> Set task
Reproduce the lines from the one holding "Given the photo above, point to the white badge" through the end of the items, inclusive, and leave out the pictures. Keep everything else unchanged, including the sample pairs, but multiply each answer coordinate by 1.9 and round to whole numbers, rounding halves up.

>> begin Supplied material

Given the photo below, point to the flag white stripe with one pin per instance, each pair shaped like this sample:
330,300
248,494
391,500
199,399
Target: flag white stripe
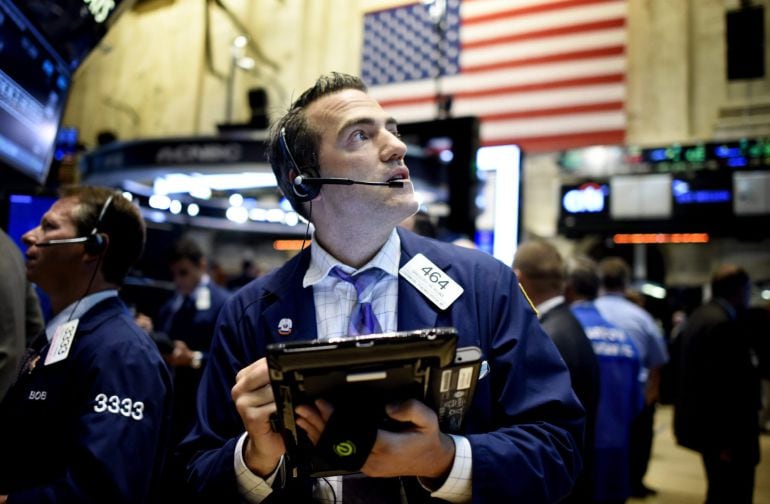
484,7
482,81
547,126
517,25
512,103
536,48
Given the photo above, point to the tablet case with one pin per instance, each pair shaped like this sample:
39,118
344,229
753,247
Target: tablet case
359,376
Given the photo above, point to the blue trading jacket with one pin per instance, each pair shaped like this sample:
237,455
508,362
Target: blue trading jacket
524,424
93,427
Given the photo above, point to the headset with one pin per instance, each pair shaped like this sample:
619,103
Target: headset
307,185
95,242
303,191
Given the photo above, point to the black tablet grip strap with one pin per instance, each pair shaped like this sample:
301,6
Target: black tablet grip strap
349,436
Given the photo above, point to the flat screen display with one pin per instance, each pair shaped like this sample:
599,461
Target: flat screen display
34,82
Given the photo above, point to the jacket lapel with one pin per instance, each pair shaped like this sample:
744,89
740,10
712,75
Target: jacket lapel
292,303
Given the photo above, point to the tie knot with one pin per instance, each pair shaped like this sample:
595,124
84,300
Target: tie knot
361,281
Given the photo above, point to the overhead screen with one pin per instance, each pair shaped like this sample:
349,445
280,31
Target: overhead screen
34,82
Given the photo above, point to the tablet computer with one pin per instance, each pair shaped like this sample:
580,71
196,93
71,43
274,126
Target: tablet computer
359,376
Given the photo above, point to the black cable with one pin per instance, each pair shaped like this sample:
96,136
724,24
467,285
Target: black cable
88,288
331,487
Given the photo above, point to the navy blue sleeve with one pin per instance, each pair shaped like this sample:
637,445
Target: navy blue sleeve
210,447
119,426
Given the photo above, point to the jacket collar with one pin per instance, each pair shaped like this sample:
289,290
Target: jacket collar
288,300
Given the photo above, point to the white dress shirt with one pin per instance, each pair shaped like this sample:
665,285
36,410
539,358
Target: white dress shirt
334,300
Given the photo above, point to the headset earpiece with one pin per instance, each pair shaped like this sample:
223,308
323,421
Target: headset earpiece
303,192
96,244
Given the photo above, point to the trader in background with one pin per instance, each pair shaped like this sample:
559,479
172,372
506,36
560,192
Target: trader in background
188,319
542,273
717,400
521,442
87,419
613,305
20,318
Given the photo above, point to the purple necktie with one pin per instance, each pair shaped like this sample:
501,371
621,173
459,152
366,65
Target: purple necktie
362,319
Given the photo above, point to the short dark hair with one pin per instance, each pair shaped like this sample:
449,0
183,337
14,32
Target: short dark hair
583,276
186,248
541,262
614,273
122,223
301,139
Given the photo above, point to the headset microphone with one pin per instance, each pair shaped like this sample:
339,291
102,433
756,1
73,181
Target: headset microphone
65,241
299,180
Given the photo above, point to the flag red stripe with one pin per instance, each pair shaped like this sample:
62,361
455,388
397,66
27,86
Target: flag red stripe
524,88
549,32
533,9
541,86
551,58
550,143
557,111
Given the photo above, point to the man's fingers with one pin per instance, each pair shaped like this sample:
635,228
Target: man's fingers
411,411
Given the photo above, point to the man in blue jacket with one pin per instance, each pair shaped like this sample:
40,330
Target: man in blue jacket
520,443
87,418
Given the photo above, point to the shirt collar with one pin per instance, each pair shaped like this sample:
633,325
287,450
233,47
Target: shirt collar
549,304
77,309
321,261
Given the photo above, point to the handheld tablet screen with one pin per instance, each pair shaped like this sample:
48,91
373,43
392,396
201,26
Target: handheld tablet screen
358,376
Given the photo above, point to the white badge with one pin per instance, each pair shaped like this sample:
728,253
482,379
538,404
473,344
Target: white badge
202,298
430,280
62,342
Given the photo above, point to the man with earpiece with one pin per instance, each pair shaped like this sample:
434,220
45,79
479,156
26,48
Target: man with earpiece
339,160
87,418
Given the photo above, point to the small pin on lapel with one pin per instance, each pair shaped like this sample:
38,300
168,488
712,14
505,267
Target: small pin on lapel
285,327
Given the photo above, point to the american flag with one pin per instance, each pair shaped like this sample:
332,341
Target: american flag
544,74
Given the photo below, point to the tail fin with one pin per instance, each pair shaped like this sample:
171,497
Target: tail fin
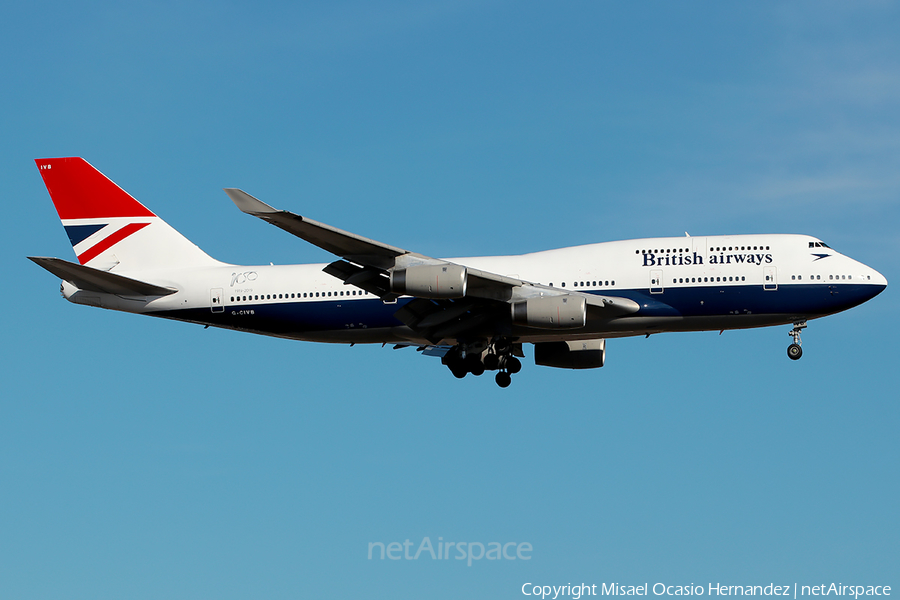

>> end Supplied material

> Output of the exercise
Given the photo above, point to the white badge with one pin per instance, each pair shaped like this sample:
728,253
482,379
538,404
473,344
Target: white badge
384,566
817,532
118,650
Given the photo above, point to the man with earpiece with one pin per instance, each pair shaped like this sample:
434,220
45,79
479,156
26,48
Target: man with earpiece
644,304
165,794
Given the photo above, point to the small pin on lapel with one pin per instance, each pair shaped like this sample:
38,300
168,488
712,14
505,267
Target: small pin on lapel
542,621
Given the photo above, point to the american flag with one pin per instance, each pair shaped like this sample:
332,341
Target: american flag
1034,141
Given the photo below, point to the tail fin with one pin per instance, each pair shaped like this sample:
171,497
Target: tail fin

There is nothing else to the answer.